DATA SECTION:
>> begin
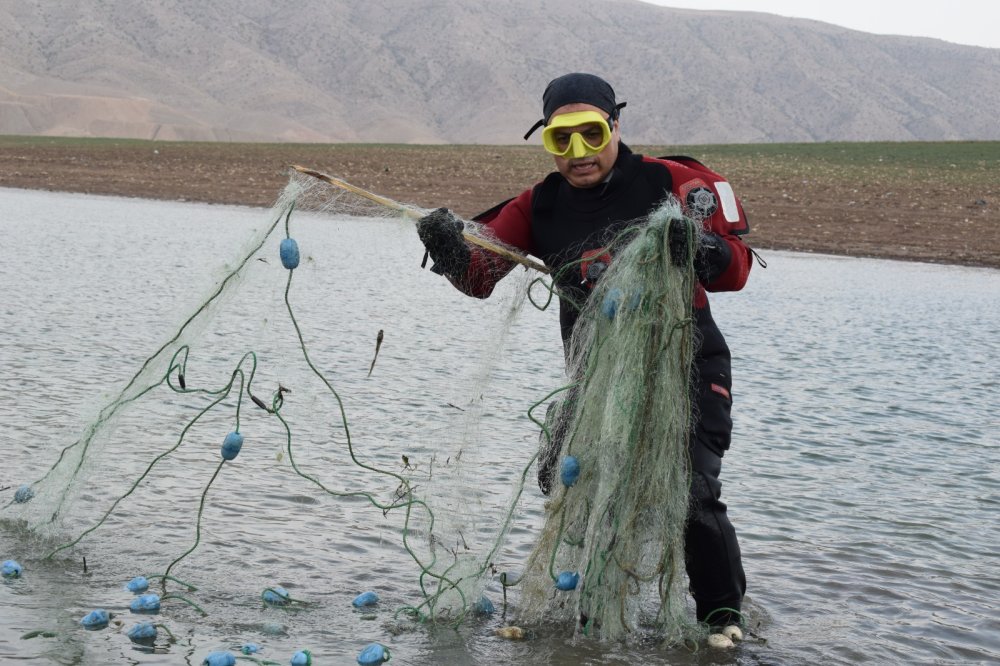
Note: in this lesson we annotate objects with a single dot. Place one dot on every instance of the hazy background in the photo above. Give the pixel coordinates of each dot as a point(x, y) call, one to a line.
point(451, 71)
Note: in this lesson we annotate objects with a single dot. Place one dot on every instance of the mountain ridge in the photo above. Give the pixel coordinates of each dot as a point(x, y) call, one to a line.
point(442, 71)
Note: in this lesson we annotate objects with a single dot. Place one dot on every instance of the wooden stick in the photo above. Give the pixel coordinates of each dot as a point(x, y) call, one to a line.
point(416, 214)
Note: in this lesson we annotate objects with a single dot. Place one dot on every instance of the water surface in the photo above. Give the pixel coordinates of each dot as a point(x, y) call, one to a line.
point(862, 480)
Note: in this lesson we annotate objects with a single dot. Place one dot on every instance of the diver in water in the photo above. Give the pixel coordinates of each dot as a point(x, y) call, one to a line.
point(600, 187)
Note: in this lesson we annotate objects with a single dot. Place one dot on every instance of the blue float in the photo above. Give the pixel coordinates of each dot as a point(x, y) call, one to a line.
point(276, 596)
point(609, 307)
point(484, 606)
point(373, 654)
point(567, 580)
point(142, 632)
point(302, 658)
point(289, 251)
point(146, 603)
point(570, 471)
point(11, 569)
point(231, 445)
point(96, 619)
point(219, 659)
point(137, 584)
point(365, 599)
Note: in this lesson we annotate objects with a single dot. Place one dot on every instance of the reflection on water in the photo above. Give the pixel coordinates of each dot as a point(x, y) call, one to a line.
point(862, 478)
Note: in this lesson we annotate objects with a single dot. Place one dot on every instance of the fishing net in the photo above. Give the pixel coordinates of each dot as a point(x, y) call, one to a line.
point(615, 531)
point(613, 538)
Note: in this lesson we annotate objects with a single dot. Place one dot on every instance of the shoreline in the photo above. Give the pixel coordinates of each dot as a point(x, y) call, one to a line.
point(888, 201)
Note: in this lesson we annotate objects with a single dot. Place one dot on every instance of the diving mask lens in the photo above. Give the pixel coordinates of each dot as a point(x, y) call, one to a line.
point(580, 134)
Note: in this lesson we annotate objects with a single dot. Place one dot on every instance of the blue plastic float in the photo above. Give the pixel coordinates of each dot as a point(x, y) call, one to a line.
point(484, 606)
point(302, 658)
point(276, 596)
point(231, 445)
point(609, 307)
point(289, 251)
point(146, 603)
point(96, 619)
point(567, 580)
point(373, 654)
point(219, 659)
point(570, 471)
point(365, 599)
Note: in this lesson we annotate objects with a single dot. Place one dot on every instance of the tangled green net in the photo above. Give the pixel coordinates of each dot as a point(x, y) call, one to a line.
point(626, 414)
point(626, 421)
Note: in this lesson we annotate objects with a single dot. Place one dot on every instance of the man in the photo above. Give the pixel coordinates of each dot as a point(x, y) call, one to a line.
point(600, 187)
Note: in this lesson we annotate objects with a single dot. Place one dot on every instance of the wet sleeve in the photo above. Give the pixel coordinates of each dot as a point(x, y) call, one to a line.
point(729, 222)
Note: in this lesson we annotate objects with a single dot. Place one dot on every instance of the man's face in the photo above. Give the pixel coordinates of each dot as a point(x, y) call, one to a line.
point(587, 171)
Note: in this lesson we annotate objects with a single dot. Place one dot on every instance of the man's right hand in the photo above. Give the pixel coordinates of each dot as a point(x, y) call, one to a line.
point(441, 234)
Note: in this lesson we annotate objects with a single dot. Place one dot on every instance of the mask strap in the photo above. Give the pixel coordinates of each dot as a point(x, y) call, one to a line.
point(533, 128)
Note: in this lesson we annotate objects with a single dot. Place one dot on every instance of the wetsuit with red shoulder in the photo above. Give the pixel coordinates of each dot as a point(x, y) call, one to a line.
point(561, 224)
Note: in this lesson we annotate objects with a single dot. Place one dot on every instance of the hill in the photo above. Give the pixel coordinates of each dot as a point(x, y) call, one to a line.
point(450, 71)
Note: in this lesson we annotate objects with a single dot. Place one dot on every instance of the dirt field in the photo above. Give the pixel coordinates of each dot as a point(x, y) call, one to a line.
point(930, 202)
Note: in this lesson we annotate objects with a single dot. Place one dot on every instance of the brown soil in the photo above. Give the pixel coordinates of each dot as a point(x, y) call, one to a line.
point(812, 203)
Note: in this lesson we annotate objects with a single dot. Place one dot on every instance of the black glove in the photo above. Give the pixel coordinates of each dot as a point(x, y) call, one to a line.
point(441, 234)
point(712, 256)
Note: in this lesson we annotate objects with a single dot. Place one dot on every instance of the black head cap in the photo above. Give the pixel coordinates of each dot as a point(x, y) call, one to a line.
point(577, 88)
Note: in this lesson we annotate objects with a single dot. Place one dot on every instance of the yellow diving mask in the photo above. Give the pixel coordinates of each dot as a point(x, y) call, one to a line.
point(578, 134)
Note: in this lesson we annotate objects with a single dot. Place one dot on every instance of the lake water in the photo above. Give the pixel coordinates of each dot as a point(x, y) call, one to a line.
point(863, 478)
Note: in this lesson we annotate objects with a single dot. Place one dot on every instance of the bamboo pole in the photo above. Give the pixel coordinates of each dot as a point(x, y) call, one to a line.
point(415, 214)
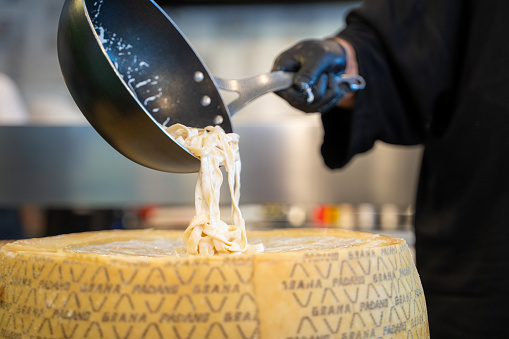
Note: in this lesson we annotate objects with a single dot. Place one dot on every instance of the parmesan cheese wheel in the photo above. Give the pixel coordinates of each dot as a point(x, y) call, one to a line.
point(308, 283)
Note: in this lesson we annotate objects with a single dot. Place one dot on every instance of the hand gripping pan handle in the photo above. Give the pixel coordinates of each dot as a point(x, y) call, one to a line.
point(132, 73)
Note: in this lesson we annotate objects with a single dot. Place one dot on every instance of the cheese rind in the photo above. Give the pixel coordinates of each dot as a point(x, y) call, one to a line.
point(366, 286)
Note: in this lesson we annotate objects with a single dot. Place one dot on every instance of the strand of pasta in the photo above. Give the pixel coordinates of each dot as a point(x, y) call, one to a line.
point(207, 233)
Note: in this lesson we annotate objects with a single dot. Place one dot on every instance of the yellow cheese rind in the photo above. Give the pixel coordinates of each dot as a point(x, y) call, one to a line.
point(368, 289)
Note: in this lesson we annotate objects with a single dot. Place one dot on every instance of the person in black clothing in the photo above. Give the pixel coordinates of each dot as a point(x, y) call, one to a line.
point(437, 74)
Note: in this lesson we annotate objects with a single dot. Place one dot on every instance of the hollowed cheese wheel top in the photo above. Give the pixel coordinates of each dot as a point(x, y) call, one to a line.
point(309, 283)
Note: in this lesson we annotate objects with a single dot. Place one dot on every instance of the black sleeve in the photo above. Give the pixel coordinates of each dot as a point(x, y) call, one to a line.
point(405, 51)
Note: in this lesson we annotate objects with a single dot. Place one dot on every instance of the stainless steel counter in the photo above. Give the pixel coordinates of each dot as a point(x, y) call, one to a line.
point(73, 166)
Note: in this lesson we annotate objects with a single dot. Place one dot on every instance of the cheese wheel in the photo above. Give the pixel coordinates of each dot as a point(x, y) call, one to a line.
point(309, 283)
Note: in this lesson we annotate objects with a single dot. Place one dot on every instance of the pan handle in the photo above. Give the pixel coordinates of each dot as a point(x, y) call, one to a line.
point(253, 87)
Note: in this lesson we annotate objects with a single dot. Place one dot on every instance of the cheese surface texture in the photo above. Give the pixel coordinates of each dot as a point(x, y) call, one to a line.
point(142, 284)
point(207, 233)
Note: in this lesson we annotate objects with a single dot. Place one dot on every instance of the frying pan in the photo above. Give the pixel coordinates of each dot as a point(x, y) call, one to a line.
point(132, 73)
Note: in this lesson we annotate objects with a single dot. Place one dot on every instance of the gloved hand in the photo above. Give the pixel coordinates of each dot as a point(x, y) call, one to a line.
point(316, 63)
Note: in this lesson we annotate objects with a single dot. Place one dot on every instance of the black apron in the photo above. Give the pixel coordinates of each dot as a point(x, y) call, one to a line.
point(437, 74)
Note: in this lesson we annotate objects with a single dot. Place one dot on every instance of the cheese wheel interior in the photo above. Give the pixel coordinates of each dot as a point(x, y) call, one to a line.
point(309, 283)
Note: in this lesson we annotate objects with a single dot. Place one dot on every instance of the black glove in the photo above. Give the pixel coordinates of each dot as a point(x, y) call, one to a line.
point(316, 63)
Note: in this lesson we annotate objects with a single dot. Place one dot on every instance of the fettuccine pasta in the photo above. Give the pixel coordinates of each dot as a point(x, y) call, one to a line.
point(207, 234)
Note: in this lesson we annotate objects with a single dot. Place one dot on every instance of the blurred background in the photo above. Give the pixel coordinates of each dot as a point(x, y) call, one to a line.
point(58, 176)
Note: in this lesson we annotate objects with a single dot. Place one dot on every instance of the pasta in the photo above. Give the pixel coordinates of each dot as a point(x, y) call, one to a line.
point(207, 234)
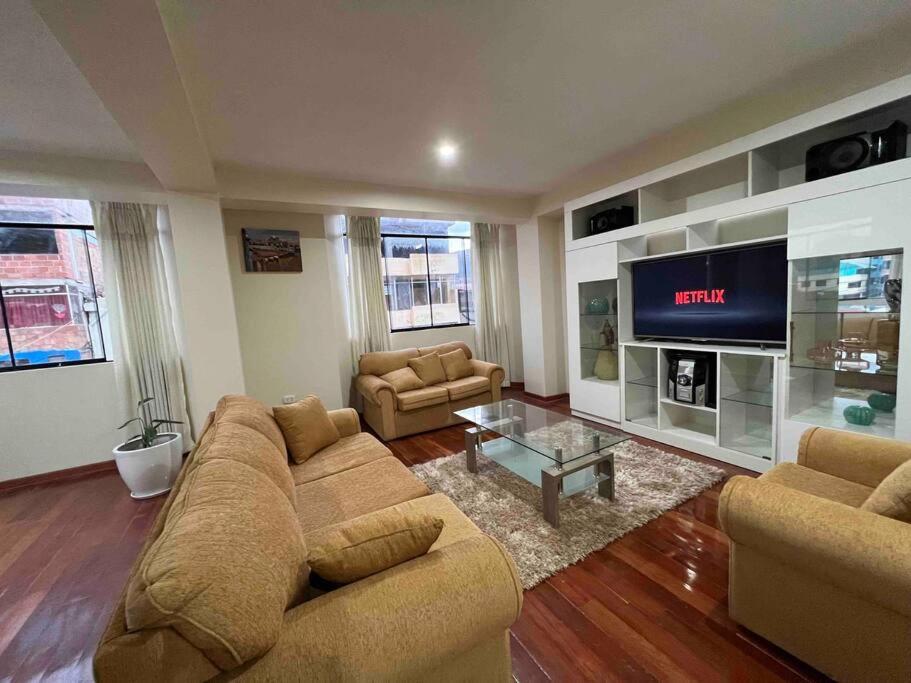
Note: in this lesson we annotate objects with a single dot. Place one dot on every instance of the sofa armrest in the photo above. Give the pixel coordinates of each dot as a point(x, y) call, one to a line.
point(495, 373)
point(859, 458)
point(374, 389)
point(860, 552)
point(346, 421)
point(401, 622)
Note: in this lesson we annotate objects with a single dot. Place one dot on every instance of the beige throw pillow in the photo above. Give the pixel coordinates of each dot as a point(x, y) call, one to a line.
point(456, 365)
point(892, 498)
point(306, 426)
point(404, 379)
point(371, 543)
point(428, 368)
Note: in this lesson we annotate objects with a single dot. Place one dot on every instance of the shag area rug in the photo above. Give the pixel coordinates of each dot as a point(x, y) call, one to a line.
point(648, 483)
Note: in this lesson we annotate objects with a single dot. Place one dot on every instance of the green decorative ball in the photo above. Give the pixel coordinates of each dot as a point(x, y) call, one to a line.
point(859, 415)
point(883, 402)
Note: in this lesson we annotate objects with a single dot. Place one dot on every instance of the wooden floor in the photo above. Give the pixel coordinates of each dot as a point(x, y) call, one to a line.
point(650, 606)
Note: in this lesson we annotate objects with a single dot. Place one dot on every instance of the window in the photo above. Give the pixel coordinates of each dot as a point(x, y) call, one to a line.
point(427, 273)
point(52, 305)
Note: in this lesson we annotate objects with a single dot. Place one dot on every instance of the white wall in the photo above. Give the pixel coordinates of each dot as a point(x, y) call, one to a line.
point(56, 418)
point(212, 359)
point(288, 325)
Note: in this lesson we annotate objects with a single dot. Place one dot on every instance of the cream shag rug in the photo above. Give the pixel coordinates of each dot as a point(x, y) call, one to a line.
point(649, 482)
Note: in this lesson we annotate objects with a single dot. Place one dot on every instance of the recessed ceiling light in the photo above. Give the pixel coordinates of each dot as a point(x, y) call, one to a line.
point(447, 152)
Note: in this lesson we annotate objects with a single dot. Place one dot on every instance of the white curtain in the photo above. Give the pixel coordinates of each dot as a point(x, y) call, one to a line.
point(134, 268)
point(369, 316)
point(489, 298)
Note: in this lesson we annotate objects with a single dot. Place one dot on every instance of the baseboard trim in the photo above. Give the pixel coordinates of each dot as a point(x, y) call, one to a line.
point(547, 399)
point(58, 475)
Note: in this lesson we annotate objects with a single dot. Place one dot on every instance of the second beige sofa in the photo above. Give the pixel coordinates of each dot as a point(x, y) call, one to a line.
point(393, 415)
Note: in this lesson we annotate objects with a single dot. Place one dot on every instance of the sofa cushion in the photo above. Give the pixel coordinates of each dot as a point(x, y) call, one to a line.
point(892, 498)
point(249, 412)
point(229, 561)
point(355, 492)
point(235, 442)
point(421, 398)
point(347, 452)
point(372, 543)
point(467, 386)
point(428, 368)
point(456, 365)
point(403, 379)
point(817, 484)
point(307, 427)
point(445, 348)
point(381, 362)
>> end
GIVEN TASK:
Copy the stretch of the listing from the line containing "of the green" through the line containing "point(650, 606)", both included, shifting every x and y coordinate in the point(x, y) answers by -106 and leaving all other lines unchanged.

SOLUTION TO THIS TASK:
Note: in this lesson we annotate objects with a single dot. Place one dot on every instance of the green decorative ball in the photo above. Give the pixel coordinates of each dot as a point(x, y) call, one to a line.
point(753, 309)
point(777, 296)
Note: in this lesson we annotate objects with a single dot. Place one dot on every instance of the wooden floor in the photo above. Give the pixel coordinates of each dot as a point(x, y) call, one to a line.
point(544, 500)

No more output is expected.